_WORK TO BE COMPLETED_. Show each line of the entries below in which the word "window" appears.

Stored items
○ ○ ○ ○
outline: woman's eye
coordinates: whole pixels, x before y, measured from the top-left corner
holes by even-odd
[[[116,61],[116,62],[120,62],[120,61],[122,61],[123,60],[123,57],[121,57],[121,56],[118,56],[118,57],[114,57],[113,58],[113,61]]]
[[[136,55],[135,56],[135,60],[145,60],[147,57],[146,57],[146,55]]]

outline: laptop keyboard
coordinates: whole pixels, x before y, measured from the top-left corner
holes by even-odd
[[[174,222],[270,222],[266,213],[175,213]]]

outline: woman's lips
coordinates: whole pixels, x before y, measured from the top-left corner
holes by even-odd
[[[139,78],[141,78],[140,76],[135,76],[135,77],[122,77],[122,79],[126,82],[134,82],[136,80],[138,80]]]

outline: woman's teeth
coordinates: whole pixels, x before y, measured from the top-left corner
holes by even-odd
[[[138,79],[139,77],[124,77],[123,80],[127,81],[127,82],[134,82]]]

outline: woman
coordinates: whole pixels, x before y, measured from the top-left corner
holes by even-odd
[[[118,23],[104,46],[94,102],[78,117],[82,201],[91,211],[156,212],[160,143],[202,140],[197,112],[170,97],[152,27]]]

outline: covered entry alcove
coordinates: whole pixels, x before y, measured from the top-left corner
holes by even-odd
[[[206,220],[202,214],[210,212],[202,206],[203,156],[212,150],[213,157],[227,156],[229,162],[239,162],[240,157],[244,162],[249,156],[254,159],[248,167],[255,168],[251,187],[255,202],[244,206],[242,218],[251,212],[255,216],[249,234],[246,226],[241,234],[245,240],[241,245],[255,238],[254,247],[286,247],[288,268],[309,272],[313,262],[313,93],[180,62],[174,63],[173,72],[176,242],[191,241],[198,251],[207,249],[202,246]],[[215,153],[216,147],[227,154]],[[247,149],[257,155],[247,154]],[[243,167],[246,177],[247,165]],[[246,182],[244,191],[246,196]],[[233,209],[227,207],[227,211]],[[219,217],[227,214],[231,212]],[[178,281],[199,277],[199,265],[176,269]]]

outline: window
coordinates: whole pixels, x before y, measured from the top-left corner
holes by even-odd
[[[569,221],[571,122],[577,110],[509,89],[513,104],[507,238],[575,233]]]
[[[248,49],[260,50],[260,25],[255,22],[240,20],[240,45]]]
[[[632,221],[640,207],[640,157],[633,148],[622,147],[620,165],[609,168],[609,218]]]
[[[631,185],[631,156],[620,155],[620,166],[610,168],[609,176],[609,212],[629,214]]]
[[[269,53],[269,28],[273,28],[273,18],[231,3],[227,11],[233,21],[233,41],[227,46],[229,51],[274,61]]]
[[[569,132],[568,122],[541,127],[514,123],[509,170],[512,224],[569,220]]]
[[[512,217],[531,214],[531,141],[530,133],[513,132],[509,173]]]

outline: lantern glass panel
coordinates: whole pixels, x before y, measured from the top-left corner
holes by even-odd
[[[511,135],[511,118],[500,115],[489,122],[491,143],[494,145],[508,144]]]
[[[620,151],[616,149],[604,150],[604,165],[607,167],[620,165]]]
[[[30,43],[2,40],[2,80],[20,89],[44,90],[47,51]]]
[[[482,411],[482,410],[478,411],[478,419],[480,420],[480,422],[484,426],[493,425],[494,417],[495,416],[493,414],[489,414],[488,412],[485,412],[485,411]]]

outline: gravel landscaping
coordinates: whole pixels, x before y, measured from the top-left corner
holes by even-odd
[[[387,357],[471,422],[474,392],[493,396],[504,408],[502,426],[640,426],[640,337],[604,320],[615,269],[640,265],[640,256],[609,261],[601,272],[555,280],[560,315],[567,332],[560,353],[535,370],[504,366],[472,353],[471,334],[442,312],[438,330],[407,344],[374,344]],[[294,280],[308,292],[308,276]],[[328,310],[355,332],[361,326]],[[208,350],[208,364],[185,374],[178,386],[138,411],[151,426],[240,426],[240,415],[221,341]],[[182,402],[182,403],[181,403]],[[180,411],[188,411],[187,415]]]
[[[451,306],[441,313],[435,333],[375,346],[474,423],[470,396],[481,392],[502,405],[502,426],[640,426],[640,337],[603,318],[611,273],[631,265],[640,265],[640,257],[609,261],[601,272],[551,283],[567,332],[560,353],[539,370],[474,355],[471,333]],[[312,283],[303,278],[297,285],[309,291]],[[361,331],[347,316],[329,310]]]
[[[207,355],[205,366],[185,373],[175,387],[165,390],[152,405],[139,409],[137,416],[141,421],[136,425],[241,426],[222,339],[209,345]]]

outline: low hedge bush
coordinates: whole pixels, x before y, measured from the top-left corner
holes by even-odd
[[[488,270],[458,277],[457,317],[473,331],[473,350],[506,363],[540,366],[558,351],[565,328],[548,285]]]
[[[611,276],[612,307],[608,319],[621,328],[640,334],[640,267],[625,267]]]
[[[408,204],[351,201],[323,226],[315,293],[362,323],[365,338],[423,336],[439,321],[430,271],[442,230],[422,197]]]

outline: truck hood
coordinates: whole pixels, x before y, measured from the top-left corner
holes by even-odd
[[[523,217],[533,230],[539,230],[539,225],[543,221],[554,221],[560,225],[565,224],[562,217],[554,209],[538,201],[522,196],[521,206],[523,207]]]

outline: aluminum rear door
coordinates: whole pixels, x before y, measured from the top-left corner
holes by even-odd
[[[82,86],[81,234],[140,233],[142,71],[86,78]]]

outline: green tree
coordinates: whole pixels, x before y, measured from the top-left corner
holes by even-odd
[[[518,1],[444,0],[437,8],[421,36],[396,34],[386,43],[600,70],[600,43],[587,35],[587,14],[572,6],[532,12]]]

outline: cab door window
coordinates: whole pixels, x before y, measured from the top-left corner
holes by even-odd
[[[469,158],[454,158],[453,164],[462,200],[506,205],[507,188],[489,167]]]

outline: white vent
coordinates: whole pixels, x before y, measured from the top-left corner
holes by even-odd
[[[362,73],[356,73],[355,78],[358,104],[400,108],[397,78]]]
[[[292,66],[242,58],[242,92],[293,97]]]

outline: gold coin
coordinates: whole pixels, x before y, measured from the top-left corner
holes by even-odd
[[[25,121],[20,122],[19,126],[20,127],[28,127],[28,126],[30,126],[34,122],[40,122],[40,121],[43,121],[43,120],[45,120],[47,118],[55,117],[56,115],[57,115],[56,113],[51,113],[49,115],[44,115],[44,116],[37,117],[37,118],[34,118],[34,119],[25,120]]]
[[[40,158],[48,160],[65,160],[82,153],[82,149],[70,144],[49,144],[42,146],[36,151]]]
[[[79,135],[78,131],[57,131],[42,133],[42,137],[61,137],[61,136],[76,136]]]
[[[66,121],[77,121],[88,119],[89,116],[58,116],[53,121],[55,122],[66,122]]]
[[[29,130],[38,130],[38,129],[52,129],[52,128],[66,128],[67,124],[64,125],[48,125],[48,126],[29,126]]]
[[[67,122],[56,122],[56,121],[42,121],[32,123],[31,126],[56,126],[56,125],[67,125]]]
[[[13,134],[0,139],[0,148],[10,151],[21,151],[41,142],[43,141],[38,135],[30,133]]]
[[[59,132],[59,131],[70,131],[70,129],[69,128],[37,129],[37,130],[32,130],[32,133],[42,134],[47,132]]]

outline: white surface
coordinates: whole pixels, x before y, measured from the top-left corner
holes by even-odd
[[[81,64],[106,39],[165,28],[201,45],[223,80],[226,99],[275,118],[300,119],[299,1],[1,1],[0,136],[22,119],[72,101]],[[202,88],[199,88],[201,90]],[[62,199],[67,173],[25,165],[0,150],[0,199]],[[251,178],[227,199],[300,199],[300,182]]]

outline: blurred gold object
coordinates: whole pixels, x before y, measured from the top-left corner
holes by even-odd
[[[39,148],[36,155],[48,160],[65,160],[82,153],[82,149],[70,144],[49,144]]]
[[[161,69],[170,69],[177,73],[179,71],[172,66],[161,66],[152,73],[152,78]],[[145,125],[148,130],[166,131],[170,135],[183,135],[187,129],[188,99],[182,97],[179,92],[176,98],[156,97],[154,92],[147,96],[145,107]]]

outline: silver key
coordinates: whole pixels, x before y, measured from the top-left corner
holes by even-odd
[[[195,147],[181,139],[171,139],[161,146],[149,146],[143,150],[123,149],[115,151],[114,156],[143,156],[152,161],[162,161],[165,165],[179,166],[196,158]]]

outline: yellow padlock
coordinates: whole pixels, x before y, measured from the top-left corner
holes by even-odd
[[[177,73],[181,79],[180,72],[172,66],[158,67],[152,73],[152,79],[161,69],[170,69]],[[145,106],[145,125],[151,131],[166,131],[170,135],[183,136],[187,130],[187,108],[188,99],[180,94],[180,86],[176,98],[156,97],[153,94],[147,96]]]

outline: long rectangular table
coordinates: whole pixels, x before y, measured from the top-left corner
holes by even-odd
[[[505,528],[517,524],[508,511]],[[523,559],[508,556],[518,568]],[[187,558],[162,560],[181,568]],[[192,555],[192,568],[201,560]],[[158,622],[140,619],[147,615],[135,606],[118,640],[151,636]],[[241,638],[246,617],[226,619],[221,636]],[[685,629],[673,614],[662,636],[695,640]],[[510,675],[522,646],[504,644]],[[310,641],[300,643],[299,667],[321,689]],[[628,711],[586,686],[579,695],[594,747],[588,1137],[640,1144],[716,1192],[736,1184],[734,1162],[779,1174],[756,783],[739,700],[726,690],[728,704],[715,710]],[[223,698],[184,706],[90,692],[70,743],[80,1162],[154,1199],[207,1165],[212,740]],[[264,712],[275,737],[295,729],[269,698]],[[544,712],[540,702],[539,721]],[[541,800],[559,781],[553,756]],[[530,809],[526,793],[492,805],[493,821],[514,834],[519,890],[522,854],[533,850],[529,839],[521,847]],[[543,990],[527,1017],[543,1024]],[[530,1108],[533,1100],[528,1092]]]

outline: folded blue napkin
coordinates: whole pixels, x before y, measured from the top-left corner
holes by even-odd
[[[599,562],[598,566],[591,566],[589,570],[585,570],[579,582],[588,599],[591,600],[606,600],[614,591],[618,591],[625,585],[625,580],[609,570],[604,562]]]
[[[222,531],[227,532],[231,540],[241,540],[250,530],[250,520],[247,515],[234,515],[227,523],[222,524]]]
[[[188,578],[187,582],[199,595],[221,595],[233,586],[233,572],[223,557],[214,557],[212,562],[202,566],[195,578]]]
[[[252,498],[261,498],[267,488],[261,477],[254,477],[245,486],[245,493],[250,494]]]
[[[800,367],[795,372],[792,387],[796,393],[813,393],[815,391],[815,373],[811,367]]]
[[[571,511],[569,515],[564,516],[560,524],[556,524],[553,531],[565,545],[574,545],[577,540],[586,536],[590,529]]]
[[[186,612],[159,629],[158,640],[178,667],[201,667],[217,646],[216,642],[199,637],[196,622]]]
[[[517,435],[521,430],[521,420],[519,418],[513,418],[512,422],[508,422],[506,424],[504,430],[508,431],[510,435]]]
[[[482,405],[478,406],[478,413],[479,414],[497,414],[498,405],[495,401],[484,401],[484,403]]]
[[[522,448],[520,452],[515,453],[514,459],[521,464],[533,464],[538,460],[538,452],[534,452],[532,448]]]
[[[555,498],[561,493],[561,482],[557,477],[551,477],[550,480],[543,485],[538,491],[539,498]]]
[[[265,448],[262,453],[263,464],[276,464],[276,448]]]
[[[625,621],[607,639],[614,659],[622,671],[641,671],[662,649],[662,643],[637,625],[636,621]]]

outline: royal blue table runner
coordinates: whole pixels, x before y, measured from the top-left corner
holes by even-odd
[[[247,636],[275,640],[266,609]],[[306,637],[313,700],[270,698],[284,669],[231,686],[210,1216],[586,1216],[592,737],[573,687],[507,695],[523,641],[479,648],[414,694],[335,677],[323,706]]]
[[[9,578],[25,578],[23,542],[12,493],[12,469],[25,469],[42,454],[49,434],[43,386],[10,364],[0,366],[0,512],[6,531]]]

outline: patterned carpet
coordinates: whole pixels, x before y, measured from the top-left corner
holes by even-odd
○ ○ ○ ○
_ANSWER AREA_.
outline: window
outline: cab door window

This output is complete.